--- begin EXTRACTED DATA ---
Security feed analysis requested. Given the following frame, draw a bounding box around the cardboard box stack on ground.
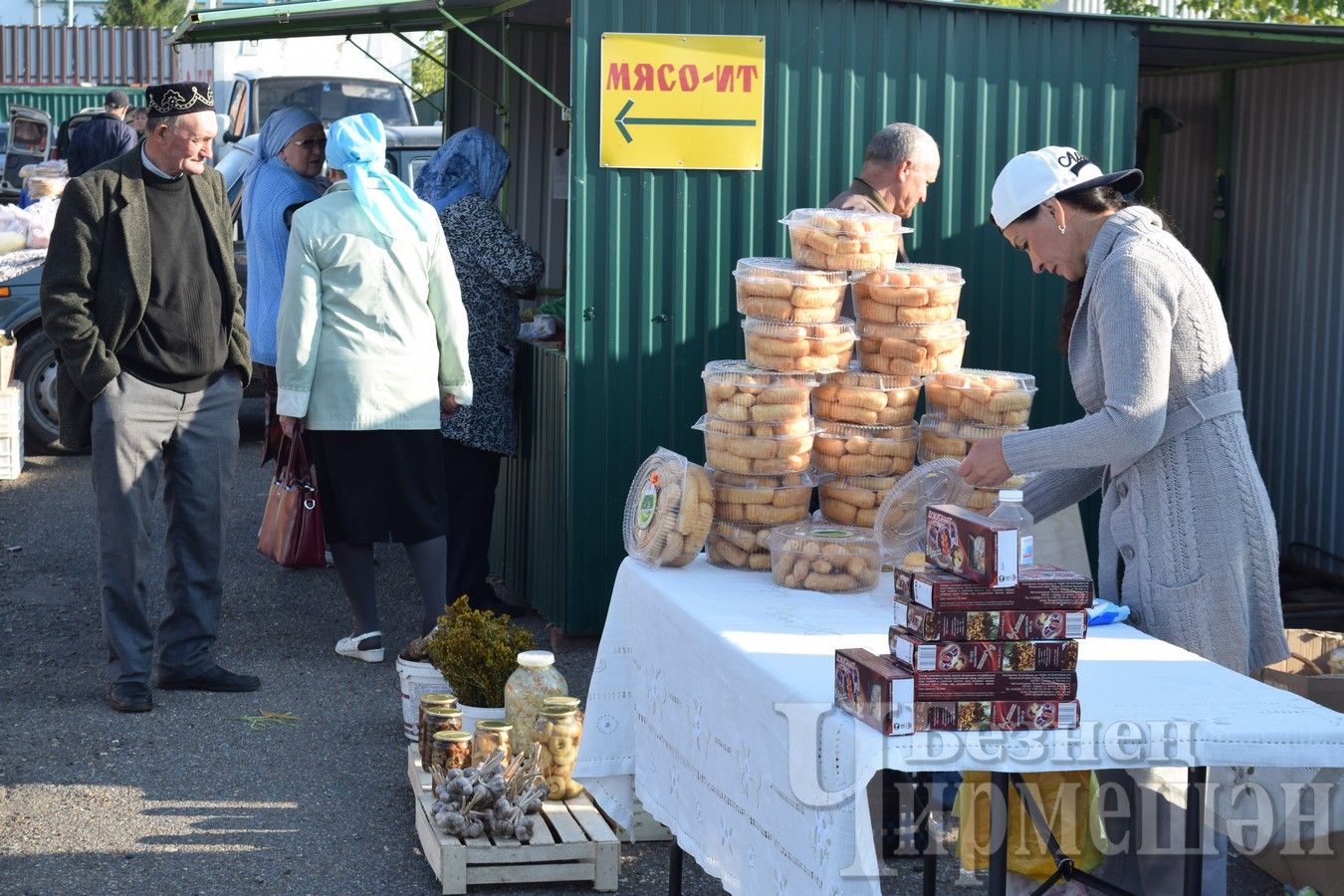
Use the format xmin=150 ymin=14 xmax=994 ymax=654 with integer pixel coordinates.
xmin=1233 ymin=628 xmax=1344 ymax=896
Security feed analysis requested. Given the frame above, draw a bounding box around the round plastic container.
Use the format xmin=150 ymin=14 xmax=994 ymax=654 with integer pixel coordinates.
xmin=733 ymin=258 xmax=848 ymax=324
xmin=811 ymin=419 xmax=918 ymax=476
xmin=917 ymin=414 xmax=1026 ymax=464
xmin=769 ymin=523 xmax=882 ymax=592
xmin=704 ymin=520 xmax=775 ymax=572
xmin=925 ymin=369 xmax=1036 ymax=427
xmin=780 ymin=208 xmax=913 ymax=272
xmin=853 ymin=265 xmax=965 ymax=324
xmin=872 ymin=459 xmax=973 ymax=564
xmin=708 ymin=468 xmax=813 ymax=526
xmin=742 ymin=317 xmax=853 ymax=373
xmin=817 ymin=476 xmax=901 ymax=530
xmin=859 ymin=317 xmax=968 ymax=376
xmin=700 ymin=361 xmax=821 ymax=423
xmin=622 ymin=447 xmax=714 ymax=566
xmin=692 ymin=415 xmax=817 ymax=476
xmin=811 ymin=365 xmax=922 ymax=426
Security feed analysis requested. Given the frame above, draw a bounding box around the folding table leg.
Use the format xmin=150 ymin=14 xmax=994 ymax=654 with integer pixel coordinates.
xmin=668 ymin=837 xmax=686 ymax=896
xmin=990 ymin=772 xmax=1008 ymax=896
xmin=1186 ymin=766 xmax=1209 ymax=896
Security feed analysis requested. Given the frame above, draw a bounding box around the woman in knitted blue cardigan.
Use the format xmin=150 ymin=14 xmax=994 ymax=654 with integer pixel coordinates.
xmin=243 ymin=107 xmax=328 ymax=464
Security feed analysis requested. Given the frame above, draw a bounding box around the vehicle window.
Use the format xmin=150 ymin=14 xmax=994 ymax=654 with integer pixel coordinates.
xmin=229 ymin=81 xmax=247 ymax=137
xmin=256 ymin=78 xmax=415 ymax=124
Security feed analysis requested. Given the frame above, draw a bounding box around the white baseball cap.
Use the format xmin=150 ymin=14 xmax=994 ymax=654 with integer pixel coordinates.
xmin=990 ymin=146 xmax=1144 ymax=230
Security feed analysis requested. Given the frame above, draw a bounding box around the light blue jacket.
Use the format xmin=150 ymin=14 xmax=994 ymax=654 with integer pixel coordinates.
xmin=276 ymin=181 xmax=472 ymax=430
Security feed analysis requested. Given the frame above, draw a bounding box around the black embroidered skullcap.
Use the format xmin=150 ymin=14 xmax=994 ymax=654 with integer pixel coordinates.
xmin=145 ymin=81 xmax=215 ymax=118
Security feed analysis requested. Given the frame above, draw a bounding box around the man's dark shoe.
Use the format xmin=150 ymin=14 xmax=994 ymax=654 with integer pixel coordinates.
xmin=158 ymin=666 xmax=261 ymax=692
xmin=108 ymin=681 xmax=154 ymax=712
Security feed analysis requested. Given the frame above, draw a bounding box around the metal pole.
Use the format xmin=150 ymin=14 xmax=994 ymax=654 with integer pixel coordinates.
xmin=1186 ymin=766 xmax=1209 ymax=896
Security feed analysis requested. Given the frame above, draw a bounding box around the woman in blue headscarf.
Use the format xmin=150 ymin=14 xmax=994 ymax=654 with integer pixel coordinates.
xmin=410 ymin=127 xmax=546 ymax=636
xmin=243 ymin=107 xmax=327 ymax=464
xmin=276 ymin=114 xmax=472 ymax=662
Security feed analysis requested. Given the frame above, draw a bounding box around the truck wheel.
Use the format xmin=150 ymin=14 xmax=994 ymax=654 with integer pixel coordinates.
xmin=14 ymin=331 xmax=61 ymax=454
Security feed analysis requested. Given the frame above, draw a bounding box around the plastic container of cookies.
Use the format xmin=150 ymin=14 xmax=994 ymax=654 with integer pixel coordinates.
xmin=622 ymin=447 xmax=714 ymax=568
xmin=852 ymin=263 xmax=965 ymax=324
xmin=925 ymin=369 xmax=1036 ymax=427
xmin=872 ymin=458 xmax=975 ymax=562
xmin=918 ymin=414 xmax=1026 ymax=464
xmin=704 ymin=520 xmax=775 ymax=572
xmin=742 ymin=317 xmax=855 ymax=373
xmin=859 ymin=317 xmax=969 ymax=376
xmin=708 ymin=468 xmax=815 ymax=526
xmin=780 ymin=208 xmax=913 ymax=272
xmin=700 ymin=361 xmax=821 ymax=423
xmin=811 ymin=419 xmax=918 ymax=476
xmin=769 ymin=523 xmax=882 ymax=592
xmin=733 ymin=258 xmax=849 ymax=324
xmin=694 ymin=415 xmax=817 ymax=476
xmin=811 ymin=364 xmax=923 ymax=426
xmin=817 ymin=476 xmax=901 ymax=530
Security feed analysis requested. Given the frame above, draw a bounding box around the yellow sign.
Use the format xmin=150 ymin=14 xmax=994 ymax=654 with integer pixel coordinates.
xmin=600 ymin=34 xmax=765 ymax=170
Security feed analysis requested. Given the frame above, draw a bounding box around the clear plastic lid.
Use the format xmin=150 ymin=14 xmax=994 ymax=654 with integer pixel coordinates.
xmin=622 ymin=447 xmax=714 ymax=566
xmin=700 ymin=360 xmax=821 ymax=388
xmin=925 ymin=366 xmax=1036 ymax=392
xmin=691 ymin=414 xmax=821 ymax=439
xmin=859 ymin=317 xmax=968 ymax=341
xmin=704 ymin=466 xmax=817 ymax=492
xmin=780 ymin=208 xmax=915 ymax=236
xmin=919 ymin=414 xmax=1026 ymax=439
xmin=874 ymin=458 xmax=973 ymax=561
xmin=742 ymin=317 xmax=855 ymax=339
xmin=771 ymin=523 xmax=882 ymax=555
xmin=815 ymin=418 xmax=919 ymax=442
xmin=821 ymin=362 xmax=923 ymax=392
xmin=849 ymin=262 xmax=965 ymax=288
xmin=733 ymin=258 xmax=849 ymax=288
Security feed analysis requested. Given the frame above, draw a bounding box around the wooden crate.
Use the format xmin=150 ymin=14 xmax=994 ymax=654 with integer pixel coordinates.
xmin=406 ymin=745 xmax=621 ymax=893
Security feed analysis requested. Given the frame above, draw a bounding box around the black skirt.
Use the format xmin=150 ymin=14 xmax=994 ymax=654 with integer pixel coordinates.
xmin=304 ymin=430 xmax=448 ymax=544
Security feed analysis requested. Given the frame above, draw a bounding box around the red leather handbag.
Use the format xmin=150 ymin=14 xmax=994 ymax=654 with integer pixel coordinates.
xmin=257 ymin=435 xmax=327 ymax=568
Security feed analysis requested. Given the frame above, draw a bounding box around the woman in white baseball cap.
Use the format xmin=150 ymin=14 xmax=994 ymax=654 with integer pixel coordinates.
xmin=960 ymin=146 xmax=1287 ymax=893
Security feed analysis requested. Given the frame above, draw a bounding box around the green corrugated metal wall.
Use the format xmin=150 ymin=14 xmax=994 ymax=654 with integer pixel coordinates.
xmin=563 ymin=0 xmax=1138 ymax=633
xmin=0 ymin=85 xmax=145 ymax=124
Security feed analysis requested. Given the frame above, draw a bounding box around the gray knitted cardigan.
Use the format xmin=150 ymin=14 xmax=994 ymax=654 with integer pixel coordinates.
xmin=1004 ymin=207 xmax=1287 ymax=673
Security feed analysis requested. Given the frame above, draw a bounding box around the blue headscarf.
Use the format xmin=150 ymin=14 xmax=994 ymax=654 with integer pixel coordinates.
xmin=327 ymin=112 xmax=430 ymax=239
xmin=415 ymin=127 xmax=508 ymax=211
xmin=243 ymin=107 xmax=323 ymax=189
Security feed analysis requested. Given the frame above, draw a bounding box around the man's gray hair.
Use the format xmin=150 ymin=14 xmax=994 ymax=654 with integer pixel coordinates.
xmin=863 ymin=120 xmax=938 ymax=165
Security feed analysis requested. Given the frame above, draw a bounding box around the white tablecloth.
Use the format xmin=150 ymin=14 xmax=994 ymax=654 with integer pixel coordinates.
xmin=575 ymin=555 xmax=1344 ymax=896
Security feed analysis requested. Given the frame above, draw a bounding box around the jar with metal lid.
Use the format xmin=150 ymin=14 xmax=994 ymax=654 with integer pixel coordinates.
xmin=472 ymin=719 xmax=514 ymax=766
xmin=421 ymin=707 xmax=462 ymax=766
xmin=504 ymin=650 xmax=569 ymax=754
xmin=427 ymin=731 xmax=472 ymax=774
xmin=534 ymin=705 xmax=583 ymax=799
xmin=415 ymin=692 xmax=457 ymax=769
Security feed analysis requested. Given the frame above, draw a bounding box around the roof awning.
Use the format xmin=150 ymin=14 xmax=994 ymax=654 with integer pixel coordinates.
xmin=168 ymin=0 xmax=529 ymax=45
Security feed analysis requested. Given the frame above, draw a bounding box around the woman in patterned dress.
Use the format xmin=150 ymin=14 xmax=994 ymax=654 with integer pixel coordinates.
xmin=415 ymin=127 xmax=546 ymax=615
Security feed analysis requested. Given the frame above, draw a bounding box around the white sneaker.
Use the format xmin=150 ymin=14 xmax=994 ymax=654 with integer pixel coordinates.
xmin=336 ymin=631 xmax=383 ymax=662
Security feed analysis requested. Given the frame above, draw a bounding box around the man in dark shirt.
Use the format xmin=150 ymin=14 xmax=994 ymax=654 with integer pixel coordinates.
xmin=42 ymin=82 xmax=261 ymax=712
xmin=66 ymin=90 xmax=137 ymax=177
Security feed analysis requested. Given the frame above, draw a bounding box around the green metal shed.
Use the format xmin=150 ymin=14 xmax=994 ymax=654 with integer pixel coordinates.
xmin=175 ymin=0 xmax=1344 ymax=635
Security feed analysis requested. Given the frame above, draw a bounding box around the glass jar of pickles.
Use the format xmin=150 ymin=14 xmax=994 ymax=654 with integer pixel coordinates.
xmin=427 ymin=731 xmax=472 ymax=774
xmin=504 ymin=650 xmax=569 ymax=754
xmin=415 ymin=693 xmax=462 ymax=769
xmin=533 ymin=705 xmax=583 ymax=799
xmin=472 ymin=719 xmax=514 ymax=766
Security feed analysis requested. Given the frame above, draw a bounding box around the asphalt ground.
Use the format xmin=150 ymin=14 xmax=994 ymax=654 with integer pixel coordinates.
xmin=0 ymin=399 xmax=1282 ymax=896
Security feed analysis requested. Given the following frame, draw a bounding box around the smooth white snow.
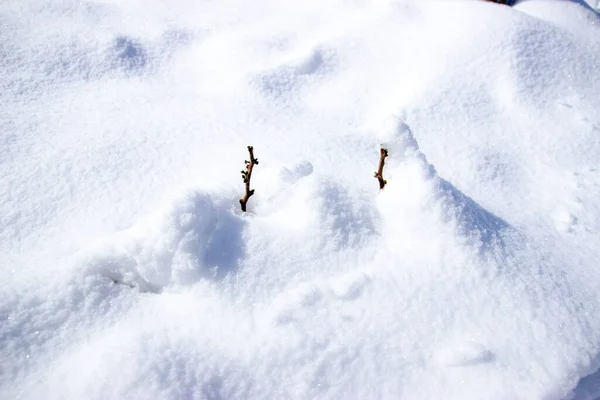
--- end EXTRACTED DATA ---
- EXERCISE DESCRIPTION
Reproduce everything in the data from the line containing "in white baseball cap." down to the line containing "xmin=0 ymin=85 xmax=145 ymax=124", swapping "corrugated metal wall" for "chain-link fence" and leaving the rest unchanged.

- REPLY TO THE TASK
Security feed analysis requested. Given the frame above, draw a bounding box around the woman in white baseball cap.
Use the format xmin=150 ymin=14 xmax=994 ymax=654 with integer pixel coordinates.
xmin=960 ymin=146 xmax=1287 ymax=893
Security feed analysis requested. Given the frame above, draw a bounding box around the green chain-link fence.
Use the format xmin=150 ymin=14 xmax=994 ymax=654 with integer pixel coordinates.
xmin=563 ymin=0 xmax=1138 ymax=633
xmin=0 ymin=85 xmax=145 ymax=124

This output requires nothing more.